- **EXERCISE BRIEF**
Skip the pictures, and retype the data below in full, exactly.

(EXTRACTED MATERIAL Opens)

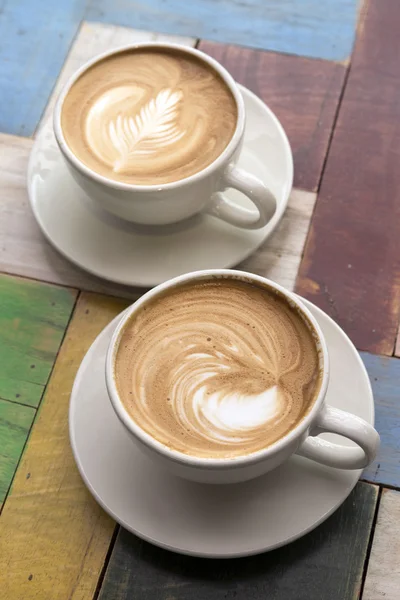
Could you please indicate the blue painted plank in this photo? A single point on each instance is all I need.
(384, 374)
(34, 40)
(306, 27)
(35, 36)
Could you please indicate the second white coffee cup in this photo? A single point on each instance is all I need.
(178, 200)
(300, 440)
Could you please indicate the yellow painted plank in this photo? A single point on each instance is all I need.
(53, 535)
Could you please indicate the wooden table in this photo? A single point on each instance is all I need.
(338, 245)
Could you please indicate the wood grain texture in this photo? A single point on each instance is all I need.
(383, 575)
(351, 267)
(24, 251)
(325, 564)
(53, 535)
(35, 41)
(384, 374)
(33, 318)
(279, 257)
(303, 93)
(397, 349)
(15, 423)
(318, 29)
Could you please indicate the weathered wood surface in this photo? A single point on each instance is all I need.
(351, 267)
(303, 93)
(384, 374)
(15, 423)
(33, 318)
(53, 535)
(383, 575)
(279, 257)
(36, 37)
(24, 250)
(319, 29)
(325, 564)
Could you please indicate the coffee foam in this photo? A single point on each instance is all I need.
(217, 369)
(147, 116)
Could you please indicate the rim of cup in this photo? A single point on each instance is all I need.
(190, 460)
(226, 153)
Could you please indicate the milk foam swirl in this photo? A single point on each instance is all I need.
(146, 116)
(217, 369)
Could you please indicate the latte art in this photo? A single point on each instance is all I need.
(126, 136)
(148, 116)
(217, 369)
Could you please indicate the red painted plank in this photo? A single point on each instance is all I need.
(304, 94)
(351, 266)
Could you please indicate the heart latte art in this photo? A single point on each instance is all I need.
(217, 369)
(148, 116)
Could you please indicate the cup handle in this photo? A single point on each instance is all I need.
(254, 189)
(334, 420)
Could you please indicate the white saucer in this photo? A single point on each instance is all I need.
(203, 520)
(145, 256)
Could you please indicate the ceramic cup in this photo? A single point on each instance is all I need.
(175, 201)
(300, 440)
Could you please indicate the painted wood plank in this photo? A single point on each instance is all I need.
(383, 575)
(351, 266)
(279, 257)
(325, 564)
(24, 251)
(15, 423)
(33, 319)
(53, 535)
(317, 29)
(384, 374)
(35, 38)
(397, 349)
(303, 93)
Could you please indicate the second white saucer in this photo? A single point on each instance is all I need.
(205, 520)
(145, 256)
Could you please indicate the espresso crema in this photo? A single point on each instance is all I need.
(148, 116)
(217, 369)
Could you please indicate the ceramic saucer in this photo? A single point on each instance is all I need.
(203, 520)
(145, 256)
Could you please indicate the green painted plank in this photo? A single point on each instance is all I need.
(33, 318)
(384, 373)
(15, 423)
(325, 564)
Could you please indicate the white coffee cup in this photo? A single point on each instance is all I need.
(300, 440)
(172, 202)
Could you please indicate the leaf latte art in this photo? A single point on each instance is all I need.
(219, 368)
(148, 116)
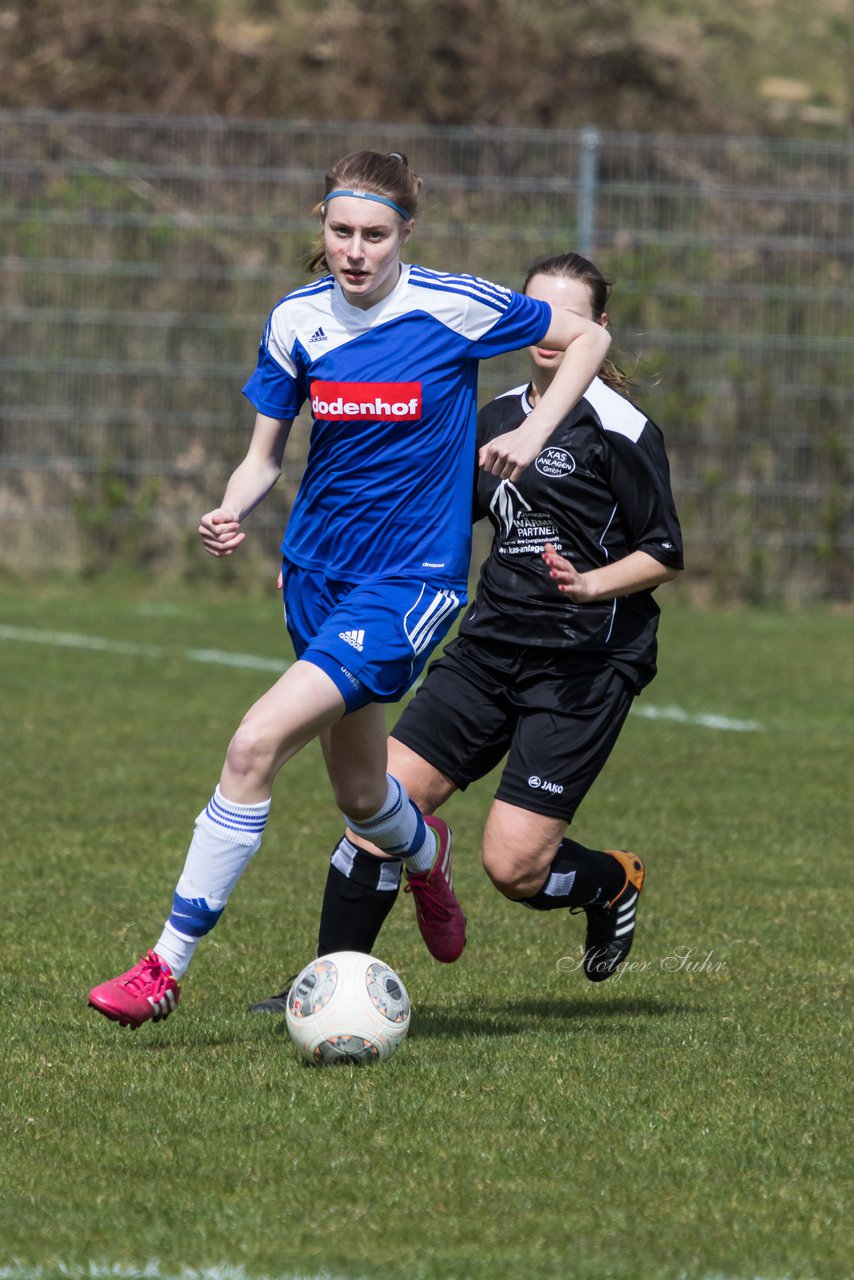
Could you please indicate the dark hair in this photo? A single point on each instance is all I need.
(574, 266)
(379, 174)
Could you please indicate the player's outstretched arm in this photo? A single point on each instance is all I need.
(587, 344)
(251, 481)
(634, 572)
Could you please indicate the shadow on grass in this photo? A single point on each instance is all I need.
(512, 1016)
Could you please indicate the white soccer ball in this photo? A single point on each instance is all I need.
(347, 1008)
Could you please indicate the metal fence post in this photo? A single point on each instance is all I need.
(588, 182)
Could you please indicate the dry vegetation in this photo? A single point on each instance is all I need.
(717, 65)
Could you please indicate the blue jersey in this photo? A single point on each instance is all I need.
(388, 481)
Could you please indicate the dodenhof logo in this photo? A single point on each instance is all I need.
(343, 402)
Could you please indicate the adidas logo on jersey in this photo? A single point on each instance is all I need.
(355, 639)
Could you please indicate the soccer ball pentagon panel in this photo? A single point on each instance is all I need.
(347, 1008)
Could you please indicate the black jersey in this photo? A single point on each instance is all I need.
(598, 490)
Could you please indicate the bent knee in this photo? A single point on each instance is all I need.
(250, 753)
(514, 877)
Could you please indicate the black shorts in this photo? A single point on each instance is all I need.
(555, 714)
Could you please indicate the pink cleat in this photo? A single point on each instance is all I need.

(EXTRACTED MATERIAL Closes)

- **YOUR SOLUTION**
Could you please indicate the blue painted plank in this photo? A single point on each instance is all I need.
(384, 374)
(34, 40)
(306, 27)
(35, 36)
Could you please indicate the second white coffee cup in this photo? A single point on each instance is all I need.
(178, 200)
(300, 440)
Could you please indicate the yellow painted plank in this photo? A single point on each instance is all I need.
(53, 535)
Could you please indicate the wooden table in this photo? A single point on each instance is all I need.
(338, 245)
Could you please indicate the wood grain texture in this photo? A single point on each instance is all I need.
(383, 575)
(351, 267)
(24, 251)
(325, 564)
(53, 535)
(35, 41)
(384, 374)
(33, 318)
(279, 257)
(303, 93)
(397, 349)
(15, 423)
(318, 29)
Could you please indicate the weathered wood surface in this photo? A single point on each instance is all I need.
(351, 267)
(303, 93)
(384, 374)
(15, 423)
(33, 318)
(53, 535)
(383, 575)
(279, 257)
(36, 37)
(24, 250)
(319, 29)
(325, 564)
Could you please indicate the coffee foam in this photo? A single point on each instance is all I need.
(217, 369)
(147, 116)
Could you please indicate the rim of cup in this photo? A single point on each instance is all I need.
(190, 460)
(226, 153)
Could you please indicate the milk foam swirl in this photo? A single point on each instance is all I need.
(146, 116)
(217, 369)
Could you please indicate the latte art in this photo? A single point on each instance is all I need.
(126, 136)
(148, 116)
(217, 369)
Could you please indicate the red painted plank in this photo? A single point on each instance is all I need.
(304, 94)
(351, 266)
Could you please indicate the heart latte art in this photo? A single point on each instance is all I need.
(217, 369)
(148, 116)
Could you please indicate the cup handle in this photo? A single point on each instance is all I need.
(254, 189)
(334, 420)
Could you please indicate the white saucer in this photo? A single point on each instance is all I need.
(203, 520)
(145, 256)
Could you please indicate the ceramic cup in this photo? A single point on each instance is all I need.
(175, 201)
(300, 440)
Could you please indicate the painted wood plank in this photo? A single point on each instance is all I need.
(383, 575)
(351, 266)
(279, 257)
(325, 564)
(24, 251)
(15, 423)
(33, 319)
(53, 535)
(317, 29)
(384, 374)
(35, 38)
(397, 349)
(303, 93)
Could you please indicate the second white saucer in this photo? A single point on each instance is all I need.
(205, 520)
(145, 256)
Could you please indicate the espresso crema in this photo? A single point on each instance is all I need.
(148, 116)
(217, 369)
Could you please indicate the ceramic saucer in this photo? A single point on each instance is all I need.
(203, 520)
(145, 256)
Could you please indicate the green painted plank in this photo? A single point on each instance is all I need.
(33, 318)
(384, 373)
(15, 423)
(325, 564)
Could you please indicate the white coffee cup in this photo? A single point on each instance is all I need.
(300, 440)
(172, 202)
Could you please indicate the leaf latte art in this photo? A single point on each instance is all I need.
(219, 368)
(148, 116)
Could you please indicate the dark hair in this photo? A single point on each instance is all I need.
(574, 266)
(379, 174)
Could you please indicate the player's outstretched arm in this photo? A single point on each instance is all I need.
(587, 344)
(251, 481)
(634, 572)
Could you please indicate the shadow on grass in this photo? A single point on each instance is all I need.
(512, 1016)
Could you please indicate the white soccer ball in this photo? A single point on each instance is all I need.
(347, 1008)
Could you please indicate the metal fence post in this photo? A single point on each instance is all I need.
(588, 182)
Could you please indicate the dry vegetation in this photo? A single point on each instance is all I need.
(717, 65)
Could you please indicate the blue jersey in this photo? A single point on each instance is all I need.
(388, 481)
Could you please indicate the dodenhof logo in this photo? A single point on each instance is all I need.
(343, 402)
Could you please indicate the adidas logo on jersey in this photo? A single point on each instance is all I need.
(355, 639)
Could you please indicate the soccer ball pentagon panel in this photo? A single point on each instance is all I need.
(347, 1008)
Could you please indicate the black jersey in this photo? A single point on each instance is all I need.
(598, 490)
Could you please indicate the bent knee in this photo? A single point on each instance is all I need.
(250, 753)
(514, 877)
Could you please indicate the black shorts in this photo? A single point on each instance is all I need.
(555, 714)
Could you please indicate the pink cleat in this photo? A single point on each instance is all I need.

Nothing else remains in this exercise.